**Required task**. Count the lines in the records below that contain the string "marking". Reply with the number alone.

**Records**.
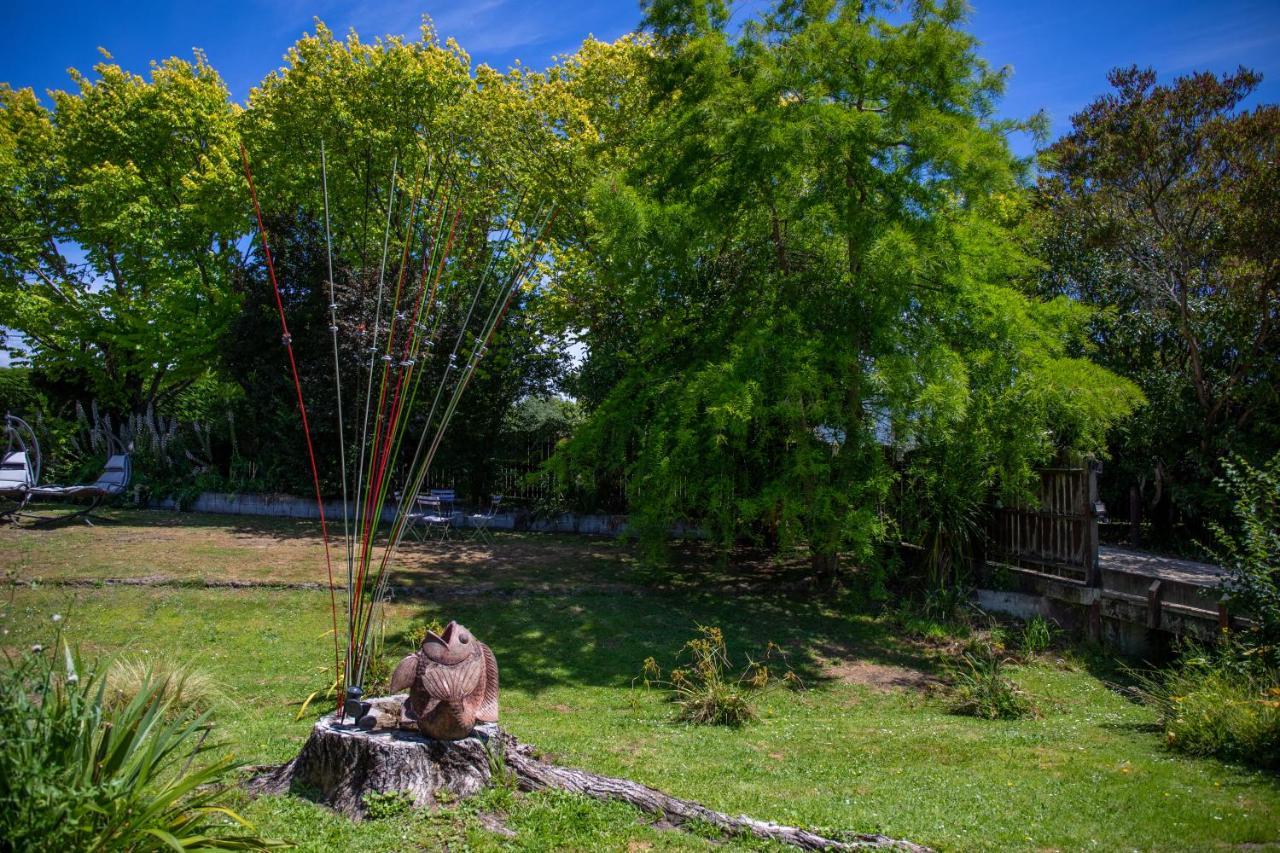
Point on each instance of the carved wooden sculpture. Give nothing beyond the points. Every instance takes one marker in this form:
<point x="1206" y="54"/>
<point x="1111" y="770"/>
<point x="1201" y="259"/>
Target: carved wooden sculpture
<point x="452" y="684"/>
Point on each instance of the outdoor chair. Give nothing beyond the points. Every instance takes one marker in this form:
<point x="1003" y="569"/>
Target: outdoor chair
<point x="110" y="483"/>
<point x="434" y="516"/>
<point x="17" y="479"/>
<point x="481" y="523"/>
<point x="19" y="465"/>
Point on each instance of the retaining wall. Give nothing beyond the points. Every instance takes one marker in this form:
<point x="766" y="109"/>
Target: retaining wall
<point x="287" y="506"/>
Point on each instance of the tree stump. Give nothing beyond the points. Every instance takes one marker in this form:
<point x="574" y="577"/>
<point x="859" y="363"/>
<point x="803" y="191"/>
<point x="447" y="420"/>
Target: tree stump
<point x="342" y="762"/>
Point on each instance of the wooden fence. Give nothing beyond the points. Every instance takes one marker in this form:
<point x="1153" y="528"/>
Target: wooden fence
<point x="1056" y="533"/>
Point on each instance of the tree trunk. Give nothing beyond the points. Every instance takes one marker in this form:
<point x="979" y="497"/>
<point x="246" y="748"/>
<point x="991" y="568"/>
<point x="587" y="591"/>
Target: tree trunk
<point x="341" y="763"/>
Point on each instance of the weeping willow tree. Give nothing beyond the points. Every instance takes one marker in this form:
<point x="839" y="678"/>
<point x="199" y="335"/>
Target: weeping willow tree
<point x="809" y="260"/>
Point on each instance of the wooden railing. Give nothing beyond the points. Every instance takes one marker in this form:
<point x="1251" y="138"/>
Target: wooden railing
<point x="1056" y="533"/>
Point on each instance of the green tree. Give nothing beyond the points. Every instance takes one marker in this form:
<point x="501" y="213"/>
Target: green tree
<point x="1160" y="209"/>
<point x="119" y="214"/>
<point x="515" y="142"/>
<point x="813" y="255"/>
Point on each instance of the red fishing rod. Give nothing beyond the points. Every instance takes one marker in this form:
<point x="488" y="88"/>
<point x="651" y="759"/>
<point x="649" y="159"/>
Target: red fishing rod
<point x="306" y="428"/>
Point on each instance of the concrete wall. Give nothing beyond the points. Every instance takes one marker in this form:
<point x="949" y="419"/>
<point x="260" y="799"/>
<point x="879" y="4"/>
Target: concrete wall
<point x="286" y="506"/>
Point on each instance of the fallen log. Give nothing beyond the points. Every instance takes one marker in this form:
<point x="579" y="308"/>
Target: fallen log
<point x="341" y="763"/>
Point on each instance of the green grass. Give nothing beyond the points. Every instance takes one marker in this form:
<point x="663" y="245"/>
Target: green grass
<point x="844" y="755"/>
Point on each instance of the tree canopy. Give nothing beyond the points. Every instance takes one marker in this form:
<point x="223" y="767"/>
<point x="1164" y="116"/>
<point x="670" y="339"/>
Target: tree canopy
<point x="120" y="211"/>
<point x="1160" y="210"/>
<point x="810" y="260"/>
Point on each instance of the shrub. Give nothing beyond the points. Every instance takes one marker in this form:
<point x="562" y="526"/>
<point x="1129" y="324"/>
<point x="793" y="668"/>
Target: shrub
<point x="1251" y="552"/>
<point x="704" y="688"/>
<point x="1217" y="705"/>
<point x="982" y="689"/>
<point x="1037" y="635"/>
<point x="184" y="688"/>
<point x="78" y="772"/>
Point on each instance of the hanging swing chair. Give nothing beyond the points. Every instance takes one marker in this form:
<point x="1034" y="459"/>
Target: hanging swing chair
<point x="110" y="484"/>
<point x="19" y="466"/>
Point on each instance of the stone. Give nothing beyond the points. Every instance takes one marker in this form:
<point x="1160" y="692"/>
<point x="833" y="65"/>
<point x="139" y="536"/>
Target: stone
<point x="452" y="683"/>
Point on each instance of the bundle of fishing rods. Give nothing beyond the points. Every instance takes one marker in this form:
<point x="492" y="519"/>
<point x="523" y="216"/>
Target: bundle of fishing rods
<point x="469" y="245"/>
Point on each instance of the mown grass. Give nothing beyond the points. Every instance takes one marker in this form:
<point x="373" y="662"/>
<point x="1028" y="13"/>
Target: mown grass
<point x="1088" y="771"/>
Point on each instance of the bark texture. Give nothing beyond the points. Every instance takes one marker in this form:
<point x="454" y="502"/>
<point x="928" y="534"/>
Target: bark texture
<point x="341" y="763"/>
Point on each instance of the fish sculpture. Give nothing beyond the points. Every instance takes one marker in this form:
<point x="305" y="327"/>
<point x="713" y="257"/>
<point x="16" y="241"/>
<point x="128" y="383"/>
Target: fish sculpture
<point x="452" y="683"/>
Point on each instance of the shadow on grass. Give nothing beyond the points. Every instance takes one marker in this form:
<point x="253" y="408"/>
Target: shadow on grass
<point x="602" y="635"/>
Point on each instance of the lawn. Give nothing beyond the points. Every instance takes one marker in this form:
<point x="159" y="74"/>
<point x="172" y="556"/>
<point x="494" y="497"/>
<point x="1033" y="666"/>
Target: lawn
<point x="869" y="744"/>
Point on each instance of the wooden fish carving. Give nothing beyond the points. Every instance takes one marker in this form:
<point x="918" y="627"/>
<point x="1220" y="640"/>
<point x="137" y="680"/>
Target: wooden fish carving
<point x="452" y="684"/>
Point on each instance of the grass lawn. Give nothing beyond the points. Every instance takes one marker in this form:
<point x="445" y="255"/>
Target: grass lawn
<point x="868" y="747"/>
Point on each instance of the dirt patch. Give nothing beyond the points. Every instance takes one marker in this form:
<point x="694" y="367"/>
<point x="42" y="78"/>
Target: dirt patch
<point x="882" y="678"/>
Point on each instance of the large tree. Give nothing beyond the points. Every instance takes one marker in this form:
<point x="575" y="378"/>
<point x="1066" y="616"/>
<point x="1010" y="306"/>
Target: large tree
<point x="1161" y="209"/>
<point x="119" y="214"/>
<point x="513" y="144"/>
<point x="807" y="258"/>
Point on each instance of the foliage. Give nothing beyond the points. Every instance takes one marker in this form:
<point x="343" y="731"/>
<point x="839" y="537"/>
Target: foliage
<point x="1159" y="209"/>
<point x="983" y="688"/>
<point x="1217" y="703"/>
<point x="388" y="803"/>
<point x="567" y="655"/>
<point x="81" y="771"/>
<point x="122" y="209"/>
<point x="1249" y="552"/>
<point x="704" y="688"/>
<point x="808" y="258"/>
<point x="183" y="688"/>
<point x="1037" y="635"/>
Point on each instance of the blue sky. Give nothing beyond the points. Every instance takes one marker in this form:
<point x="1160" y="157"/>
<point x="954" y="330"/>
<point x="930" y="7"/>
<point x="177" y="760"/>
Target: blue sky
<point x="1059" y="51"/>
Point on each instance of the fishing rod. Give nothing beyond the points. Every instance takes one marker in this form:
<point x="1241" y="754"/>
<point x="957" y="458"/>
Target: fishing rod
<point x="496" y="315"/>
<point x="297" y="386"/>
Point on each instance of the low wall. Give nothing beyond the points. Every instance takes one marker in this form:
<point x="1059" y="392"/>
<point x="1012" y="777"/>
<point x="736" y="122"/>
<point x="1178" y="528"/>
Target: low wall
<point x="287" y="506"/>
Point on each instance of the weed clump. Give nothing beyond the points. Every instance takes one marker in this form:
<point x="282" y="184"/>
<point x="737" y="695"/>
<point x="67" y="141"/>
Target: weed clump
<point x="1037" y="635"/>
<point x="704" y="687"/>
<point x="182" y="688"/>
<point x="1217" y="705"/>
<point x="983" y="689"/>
...
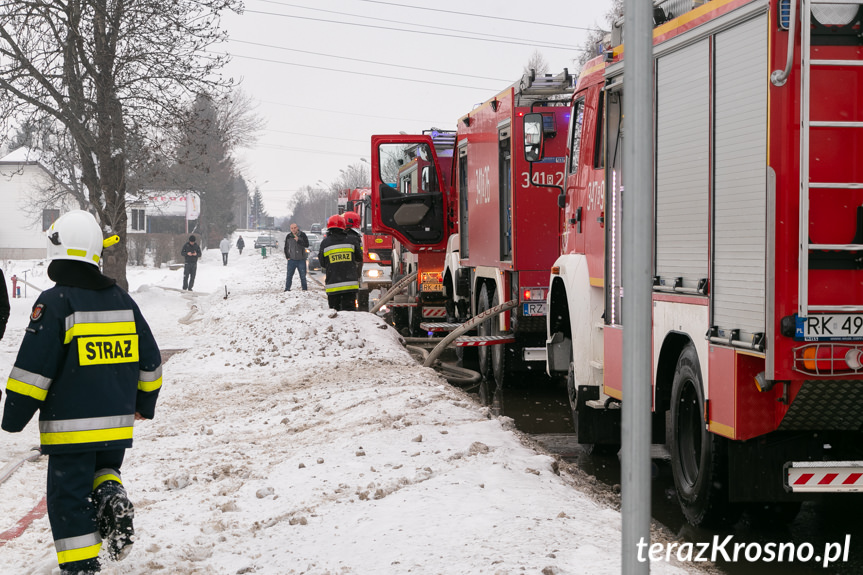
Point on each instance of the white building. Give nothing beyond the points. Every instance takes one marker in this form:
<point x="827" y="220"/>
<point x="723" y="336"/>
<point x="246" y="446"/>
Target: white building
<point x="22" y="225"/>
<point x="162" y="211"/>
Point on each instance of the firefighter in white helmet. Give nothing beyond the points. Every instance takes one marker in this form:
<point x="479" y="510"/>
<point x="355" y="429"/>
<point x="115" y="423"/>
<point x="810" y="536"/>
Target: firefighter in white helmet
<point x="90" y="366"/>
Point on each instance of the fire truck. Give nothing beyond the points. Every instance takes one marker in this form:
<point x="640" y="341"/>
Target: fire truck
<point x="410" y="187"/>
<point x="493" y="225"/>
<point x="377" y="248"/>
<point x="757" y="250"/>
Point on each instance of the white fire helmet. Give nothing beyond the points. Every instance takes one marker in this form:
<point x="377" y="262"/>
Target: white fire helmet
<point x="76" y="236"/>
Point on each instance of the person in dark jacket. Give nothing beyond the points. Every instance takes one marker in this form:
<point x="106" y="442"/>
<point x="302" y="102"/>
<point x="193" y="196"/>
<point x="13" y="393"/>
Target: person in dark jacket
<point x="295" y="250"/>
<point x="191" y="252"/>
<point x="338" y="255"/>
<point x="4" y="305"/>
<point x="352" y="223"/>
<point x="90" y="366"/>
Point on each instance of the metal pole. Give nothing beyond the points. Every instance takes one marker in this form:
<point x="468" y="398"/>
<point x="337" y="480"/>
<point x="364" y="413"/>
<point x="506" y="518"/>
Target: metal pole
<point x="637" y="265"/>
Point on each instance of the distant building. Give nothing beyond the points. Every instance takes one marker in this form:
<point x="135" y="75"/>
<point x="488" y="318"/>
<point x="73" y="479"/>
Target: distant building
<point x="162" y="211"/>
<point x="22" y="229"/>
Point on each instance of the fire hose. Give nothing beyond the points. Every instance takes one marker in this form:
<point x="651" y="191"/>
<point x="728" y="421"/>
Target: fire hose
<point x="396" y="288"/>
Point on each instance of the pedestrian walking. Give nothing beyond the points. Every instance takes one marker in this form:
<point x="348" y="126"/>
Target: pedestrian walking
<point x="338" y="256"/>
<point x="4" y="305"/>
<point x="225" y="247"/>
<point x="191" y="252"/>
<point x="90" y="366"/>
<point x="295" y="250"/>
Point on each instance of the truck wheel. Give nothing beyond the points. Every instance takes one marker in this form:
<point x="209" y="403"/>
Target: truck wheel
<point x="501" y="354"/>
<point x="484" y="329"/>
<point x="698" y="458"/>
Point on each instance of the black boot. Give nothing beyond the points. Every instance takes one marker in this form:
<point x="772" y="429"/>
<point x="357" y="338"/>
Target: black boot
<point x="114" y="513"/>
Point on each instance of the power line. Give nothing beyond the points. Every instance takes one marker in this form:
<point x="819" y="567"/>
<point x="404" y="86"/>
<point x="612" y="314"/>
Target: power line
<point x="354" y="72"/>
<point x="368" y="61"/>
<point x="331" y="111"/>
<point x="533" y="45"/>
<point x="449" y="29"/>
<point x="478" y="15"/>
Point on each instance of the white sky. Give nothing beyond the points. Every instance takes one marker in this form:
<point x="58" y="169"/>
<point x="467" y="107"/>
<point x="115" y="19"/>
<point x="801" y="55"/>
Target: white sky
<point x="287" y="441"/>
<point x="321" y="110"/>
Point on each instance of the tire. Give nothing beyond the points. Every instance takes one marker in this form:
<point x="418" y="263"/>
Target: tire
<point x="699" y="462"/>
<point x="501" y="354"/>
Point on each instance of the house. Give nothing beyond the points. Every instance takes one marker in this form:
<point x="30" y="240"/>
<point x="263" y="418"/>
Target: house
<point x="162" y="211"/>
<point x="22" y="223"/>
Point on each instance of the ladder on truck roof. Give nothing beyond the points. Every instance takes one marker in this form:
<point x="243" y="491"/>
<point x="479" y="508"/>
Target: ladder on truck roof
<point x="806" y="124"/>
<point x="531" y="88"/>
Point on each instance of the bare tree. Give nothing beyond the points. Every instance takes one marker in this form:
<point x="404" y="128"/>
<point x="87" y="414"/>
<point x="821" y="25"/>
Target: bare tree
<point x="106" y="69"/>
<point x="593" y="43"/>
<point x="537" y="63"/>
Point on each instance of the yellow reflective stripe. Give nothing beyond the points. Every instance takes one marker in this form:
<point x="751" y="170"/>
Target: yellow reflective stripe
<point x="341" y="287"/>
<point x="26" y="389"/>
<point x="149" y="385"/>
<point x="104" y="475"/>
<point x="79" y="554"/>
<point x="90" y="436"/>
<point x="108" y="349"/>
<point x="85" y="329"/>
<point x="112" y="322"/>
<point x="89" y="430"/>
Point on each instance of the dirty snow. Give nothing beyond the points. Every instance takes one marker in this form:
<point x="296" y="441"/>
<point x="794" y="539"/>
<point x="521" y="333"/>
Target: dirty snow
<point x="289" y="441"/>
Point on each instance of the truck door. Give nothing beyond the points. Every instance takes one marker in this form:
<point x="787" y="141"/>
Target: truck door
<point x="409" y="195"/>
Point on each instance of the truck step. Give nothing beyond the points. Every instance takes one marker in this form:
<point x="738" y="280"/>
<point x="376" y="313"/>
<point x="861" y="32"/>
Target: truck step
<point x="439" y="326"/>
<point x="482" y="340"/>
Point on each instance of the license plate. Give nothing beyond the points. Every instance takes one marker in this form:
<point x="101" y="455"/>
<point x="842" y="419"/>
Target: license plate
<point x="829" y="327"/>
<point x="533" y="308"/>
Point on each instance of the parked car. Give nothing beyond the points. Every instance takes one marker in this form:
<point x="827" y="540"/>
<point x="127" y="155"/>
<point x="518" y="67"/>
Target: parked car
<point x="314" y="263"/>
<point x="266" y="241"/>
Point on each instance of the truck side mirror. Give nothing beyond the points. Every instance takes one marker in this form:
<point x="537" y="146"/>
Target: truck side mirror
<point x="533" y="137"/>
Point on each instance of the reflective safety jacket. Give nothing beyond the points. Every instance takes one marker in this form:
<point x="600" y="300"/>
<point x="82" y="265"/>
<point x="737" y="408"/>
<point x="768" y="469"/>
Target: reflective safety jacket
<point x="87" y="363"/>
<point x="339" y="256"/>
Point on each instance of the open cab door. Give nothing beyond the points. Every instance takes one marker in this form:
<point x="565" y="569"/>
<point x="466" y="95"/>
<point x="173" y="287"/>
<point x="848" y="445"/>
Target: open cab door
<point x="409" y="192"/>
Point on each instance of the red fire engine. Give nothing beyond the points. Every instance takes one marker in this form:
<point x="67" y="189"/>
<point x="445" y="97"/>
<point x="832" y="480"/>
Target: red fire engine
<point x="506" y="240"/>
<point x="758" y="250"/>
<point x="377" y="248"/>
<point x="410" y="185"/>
---
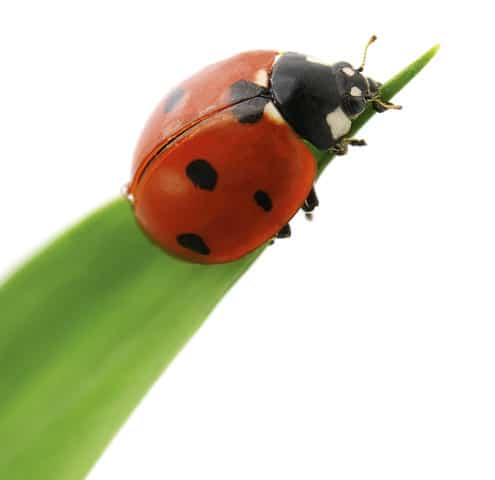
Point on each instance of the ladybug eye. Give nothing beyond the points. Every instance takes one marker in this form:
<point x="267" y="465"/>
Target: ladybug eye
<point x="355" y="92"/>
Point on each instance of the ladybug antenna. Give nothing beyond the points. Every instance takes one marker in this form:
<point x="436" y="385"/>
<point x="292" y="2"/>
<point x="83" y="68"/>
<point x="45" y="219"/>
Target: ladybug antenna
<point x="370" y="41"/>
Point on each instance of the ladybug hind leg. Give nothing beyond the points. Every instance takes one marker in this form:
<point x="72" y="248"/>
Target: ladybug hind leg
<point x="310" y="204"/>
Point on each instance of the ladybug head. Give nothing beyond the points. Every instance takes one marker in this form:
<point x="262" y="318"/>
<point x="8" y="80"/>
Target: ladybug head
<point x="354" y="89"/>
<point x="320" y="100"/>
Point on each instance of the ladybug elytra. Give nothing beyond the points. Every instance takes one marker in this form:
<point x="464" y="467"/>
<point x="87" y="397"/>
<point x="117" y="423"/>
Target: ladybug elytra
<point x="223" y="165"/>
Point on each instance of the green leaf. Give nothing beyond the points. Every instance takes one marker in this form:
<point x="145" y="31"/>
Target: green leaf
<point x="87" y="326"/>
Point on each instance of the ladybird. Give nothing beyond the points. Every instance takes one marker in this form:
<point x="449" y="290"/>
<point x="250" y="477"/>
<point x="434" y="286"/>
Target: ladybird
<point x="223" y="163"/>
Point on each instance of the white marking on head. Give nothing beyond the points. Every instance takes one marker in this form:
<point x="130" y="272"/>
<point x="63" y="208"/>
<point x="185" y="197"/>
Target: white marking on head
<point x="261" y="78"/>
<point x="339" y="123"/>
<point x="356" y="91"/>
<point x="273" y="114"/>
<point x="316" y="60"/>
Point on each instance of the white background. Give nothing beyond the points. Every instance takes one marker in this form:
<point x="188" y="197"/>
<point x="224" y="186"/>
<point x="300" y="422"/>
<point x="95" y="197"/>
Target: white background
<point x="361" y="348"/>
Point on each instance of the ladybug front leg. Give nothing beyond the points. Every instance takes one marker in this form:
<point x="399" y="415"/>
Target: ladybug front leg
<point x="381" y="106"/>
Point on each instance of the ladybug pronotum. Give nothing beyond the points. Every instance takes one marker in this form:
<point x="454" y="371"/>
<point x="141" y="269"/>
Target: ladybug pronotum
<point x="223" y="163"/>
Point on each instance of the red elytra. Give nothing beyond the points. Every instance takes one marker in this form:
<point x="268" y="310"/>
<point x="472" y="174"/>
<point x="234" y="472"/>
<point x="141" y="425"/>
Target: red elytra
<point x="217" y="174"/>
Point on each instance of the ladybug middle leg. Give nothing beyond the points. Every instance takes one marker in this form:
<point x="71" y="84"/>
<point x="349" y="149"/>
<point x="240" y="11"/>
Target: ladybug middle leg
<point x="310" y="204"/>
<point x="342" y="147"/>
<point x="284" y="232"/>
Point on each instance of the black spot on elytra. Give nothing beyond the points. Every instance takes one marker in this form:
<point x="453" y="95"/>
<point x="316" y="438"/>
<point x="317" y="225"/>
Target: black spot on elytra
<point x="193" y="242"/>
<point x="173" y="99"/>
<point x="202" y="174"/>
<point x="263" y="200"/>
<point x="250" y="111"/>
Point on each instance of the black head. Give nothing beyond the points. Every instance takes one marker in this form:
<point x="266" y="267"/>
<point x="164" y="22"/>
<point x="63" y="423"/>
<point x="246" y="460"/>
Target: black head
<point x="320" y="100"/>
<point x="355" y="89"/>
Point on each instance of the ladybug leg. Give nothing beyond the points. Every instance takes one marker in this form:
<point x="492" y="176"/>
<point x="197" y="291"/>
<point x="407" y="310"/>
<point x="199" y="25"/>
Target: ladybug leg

**Answer to this problem**. 2